▶ _The problem_
Pull out every line in the records that contains the word "flame", copying each line in full. Case counts, so only lines with that exact capitalization qualify.

▶ _Data supplied_
══════════

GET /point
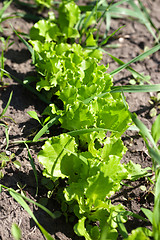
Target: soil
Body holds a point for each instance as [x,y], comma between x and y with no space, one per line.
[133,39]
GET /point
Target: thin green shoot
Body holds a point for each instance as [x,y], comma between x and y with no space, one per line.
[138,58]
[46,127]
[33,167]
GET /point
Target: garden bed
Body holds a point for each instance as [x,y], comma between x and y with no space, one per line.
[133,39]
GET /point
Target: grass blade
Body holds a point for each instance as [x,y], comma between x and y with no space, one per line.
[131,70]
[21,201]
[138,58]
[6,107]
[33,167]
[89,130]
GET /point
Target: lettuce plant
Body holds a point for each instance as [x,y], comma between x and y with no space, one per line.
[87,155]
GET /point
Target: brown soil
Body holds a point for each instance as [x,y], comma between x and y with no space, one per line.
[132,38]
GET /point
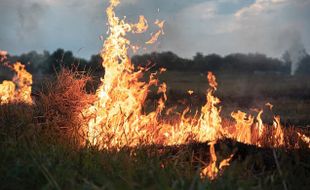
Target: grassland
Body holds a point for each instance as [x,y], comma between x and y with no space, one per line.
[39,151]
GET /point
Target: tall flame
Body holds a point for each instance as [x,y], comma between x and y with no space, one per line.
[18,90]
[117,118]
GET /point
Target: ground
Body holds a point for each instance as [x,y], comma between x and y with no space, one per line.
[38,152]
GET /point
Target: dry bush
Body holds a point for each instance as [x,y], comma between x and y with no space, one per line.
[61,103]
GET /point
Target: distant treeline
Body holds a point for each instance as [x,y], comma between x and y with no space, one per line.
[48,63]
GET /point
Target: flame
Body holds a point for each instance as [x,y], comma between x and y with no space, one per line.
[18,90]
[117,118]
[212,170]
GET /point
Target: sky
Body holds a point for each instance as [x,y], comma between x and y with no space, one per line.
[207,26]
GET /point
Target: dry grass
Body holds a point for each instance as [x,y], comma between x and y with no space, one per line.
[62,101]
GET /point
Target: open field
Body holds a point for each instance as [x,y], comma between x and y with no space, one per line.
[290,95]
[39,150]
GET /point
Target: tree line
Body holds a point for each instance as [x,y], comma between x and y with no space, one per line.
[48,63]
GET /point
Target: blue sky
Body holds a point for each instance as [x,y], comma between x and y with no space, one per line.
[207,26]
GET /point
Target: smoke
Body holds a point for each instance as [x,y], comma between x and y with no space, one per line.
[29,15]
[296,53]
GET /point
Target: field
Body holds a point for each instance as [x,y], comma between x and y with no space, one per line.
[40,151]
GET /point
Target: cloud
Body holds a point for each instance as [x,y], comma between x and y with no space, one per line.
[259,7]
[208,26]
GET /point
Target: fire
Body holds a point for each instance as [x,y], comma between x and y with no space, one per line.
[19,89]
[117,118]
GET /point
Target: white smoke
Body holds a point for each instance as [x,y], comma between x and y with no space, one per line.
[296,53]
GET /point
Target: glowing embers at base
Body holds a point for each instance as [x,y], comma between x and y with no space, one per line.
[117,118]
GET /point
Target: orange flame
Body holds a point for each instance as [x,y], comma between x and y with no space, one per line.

══════════

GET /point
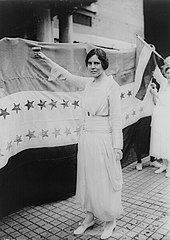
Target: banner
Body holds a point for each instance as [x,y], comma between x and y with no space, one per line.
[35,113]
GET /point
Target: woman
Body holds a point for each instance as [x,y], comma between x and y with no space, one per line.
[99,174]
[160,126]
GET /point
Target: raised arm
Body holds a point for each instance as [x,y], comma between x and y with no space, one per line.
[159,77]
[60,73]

══════════

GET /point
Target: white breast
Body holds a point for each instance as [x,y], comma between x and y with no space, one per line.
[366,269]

══════════

▶ _Solution to this problem_
Target: tall flame
Target: flame
Target: orange flame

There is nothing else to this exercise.